• TASK DESCRIPTION: Instruction for the data below: set down exactly the lines from the line with "point: woman's short" to the line with "point: woman's hand", inclusive, and no others.

[RECORDS PROVIDED Boundary: Start]

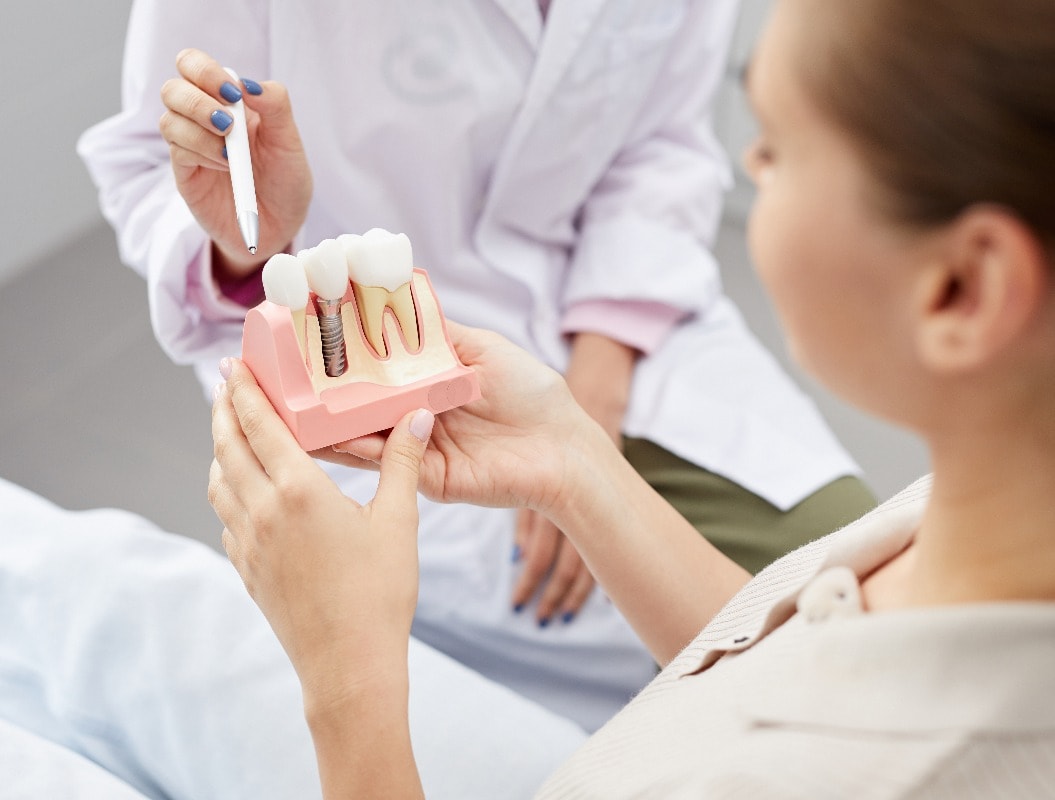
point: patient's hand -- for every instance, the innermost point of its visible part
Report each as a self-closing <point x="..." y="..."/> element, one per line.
<point x="514" y="446"/>
<point x="337" y="581"/>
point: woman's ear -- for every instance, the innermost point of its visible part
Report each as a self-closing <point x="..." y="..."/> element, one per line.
<point x="986" y="285"/>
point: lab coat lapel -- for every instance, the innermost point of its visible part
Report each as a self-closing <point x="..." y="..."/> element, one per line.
<point x="524" y="15"/>
<point x="567" y="25"/>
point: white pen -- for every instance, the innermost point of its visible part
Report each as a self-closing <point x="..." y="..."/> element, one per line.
<point x="242" y="172"/>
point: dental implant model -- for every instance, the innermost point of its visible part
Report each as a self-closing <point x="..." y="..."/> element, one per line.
<point x="339" y="361"/>
<point x="381" y="266"/>
<point x="285" y="284"/>
<point x="327" y="273"/>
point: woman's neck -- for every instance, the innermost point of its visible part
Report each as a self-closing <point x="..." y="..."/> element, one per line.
<point x="989" y="530"/>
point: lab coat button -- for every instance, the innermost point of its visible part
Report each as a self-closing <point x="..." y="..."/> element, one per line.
<point x="833" y="593"/>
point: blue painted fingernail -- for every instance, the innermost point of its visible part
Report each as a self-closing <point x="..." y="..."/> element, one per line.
<point x="221" y="119"/>
<point x="230" y="92"/>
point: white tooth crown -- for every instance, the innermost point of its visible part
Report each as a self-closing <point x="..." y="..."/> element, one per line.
<point x="285" y="283"/>
<point x="379" y="259"/>
<point x="326" y="269"/>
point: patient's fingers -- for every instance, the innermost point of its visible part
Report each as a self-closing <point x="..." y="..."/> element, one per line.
<point x="227" y="505"/>
<point x="273" y="444"/>
<point x="240" y="469"/>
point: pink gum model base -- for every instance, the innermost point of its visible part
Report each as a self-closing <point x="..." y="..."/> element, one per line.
<point x="270" y="347"/>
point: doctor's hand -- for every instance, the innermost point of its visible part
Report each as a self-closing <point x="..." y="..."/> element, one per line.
<point x="598" y="375"/>
<point x="194" y="124"/>
<point x="520" y="445"/>
<point x="337" y="581"/>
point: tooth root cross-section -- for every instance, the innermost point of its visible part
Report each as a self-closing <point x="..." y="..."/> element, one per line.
<point x="372" y="301"/>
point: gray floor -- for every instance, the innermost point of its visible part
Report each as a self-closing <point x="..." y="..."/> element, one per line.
<point x="92" y="413"/>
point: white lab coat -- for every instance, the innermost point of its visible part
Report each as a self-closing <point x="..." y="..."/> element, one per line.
<point x="532" y="170"/>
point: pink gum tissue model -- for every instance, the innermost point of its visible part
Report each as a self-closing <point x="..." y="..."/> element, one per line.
<point x="350" y="338"/>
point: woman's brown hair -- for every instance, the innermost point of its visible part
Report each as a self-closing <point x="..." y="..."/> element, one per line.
<point x="952" y="101"/>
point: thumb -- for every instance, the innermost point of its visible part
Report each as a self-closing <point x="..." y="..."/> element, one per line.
<point x="401" y="459"/>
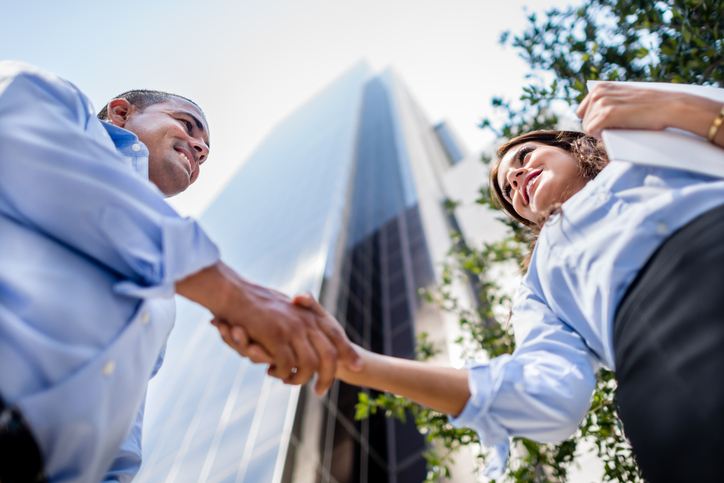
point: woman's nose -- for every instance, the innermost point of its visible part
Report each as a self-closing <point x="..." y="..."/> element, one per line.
<point x="515" y="177"/>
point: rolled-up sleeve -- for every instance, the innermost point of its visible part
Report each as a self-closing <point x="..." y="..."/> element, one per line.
<point x="541" y="392"/>
<point x="61" y="175"/>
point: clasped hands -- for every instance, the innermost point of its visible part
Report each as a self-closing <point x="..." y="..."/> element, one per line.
<point x="297" y="340"/>
<point x="308" y="341"/>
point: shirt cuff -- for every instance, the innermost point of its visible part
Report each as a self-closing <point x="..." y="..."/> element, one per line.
<point x="476" y="416"/>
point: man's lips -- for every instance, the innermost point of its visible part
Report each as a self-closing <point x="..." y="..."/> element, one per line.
<point x="528" y="179"/>
<point x="189" y="158"/>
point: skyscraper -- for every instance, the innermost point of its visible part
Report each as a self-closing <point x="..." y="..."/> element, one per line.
<point x="343" y="199"/>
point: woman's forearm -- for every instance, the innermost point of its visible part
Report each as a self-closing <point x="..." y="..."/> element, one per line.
<point x="696" y="114"/>
<point x="618" y="105"/>
<point x="441" y="388"/>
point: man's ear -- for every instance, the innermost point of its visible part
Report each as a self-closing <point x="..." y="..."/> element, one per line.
<point x="120" y="111"/>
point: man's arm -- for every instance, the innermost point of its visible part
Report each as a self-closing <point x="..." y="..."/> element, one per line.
<point x="61" y="176"/>
<point x="298" y="342"/>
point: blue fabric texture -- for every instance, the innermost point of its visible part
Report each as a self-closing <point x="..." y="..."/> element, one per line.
<point x="89" y="254"/>
<point x="587" y="255"/>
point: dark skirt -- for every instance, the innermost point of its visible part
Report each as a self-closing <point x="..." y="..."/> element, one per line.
<point x="669" y="350"/>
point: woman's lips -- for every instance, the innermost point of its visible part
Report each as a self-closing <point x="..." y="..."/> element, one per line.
<point x="528" y="184"/>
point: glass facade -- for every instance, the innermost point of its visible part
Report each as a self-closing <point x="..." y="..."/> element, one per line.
<point x="329" y="204"/>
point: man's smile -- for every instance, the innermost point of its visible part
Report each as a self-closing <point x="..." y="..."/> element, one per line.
<point x="188" y="158"/>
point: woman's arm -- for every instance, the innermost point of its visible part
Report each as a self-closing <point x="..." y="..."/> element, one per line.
<point x="444" y="389"/>
<point x="623" y="106"/>
<point x="441" y="388"/>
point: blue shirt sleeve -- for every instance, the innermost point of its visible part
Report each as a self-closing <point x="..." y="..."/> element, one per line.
<point x="83" y="194"/>
<point x="541" y="392"/>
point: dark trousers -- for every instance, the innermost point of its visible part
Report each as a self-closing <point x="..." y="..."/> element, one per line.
<point x="20" y="459"/>
<point x="669" y="349"/>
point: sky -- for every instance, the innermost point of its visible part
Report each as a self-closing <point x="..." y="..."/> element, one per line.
<point x="251" y="63"/>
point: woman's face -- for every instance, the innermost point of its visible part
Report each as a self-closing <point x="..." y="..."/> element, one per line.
<point x="534" y="177"/>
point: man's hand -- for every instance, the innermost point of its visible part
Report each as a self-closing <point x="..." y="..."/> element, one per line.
<point x="293" y="339"/>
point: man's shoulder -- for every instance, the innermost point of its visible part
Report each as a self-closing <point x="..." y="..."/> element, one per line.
<point x="25" y="83"/>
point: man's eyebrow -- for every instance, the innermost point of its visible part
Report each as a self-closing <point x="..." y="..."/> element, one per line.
<point x="198" y="125"/>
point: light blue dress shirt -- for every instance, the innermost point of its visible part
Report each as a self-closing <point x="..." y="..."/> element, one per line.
<point x="89" y="254"/>
<point x="586" y="257"/>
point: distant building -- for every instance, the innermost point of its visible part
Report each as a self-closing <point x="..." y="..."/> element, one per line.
<point x="343" y="199"/>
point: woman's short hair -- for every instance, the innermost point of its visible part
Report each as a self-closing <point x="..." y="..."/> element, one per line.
<point x="587" y="150"/>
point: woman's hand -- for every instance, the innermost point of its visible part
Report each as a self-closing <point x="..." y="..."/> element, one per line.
<point x="623" y="106"/>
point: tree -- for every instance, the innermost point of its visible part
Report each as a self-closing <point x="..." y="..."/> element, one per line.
<point x="635" y="40"/>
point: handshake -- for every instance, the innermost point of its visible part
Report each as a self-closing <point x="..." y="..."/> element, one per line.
<point x="297" y="338"/>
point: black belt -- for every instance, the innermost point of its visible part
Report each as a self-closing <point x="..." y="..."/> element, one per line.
<point x="20" y="459"/>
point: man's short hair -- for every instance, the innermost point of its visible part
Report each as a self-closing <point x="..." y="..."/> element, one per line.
<point x="141" y="99"/>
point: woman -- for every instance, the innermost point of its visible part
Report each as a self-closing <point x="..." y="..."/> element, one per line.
<point x="626" y="272"/>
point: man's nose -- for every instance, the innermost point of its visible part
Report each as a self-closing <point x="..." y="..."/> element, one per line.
<point x="202" y="150"/>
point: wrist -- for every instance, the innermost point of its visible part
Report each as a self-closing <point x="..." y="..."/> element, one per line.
<point x="694" y="114"/>
<point x="211" y="287"/>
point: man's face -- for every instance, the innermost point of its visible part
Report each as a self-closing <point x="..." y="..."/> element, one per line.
<point x="177" y="137"/>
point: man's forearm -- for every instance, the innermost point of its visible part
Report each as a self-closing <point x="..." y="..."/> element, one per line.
<point x="211" y="287"/>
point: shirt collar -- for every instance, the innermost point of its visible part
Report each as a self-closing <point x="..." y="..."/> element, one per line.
<point x="133" y="150"/>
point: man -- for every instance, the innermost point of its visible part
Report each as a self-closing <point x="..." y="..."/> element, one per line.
<point x="90" y="256"/>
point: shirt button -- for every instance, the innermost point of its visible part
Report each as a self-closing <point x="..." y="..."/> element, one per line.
<point x="109" y="367"/>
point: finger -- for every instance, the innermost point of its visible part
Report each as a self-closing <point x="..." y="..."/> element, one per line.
<point x="333" y="330"/>
<point x="244" y="346"/>
<point x="225" y="332"/>
<point x="345" y="351"/>
<point x="284" y="361"/>
<point x="327" y="354"/>
<point x="308" y="302"/>
<point x="307" y="359"/>
<point x="258" y="354"/>
<point x="581" y="111"/>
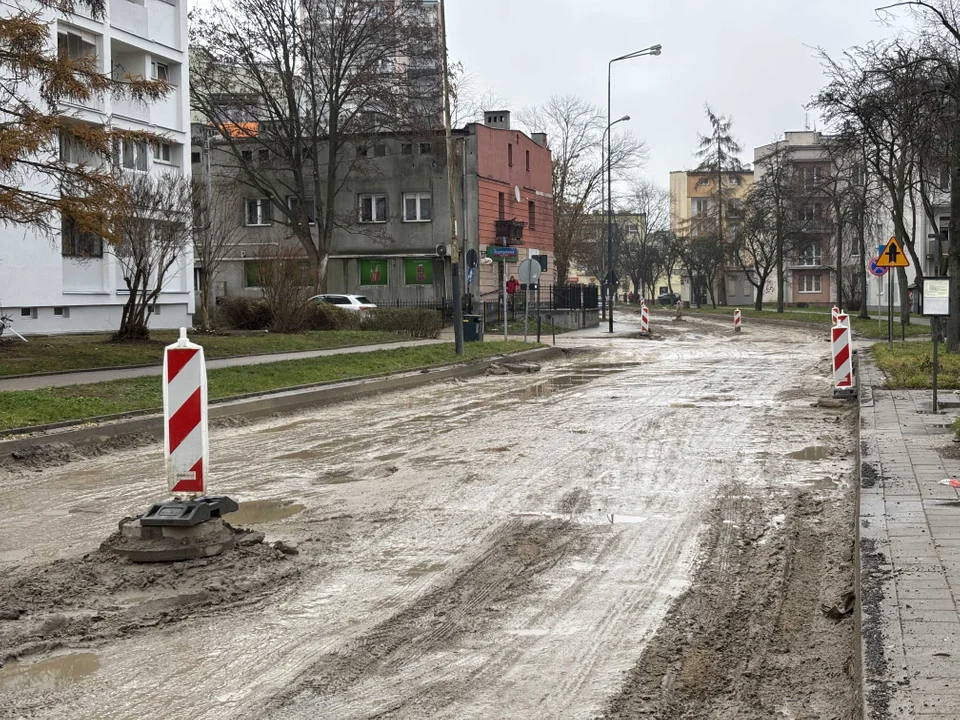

[RECORDS PROVIDED Boundary: End]

• ANSWER TO THE EXERCISE:
point: woman's short hair -- for every instance, the innermost point of its visible part
Report each as a self-closing <point x="..." y="..."/> element, one per line.
<point x="587" y="150"/>
point: woman's hand -- for every instance, the innermost point of its visible part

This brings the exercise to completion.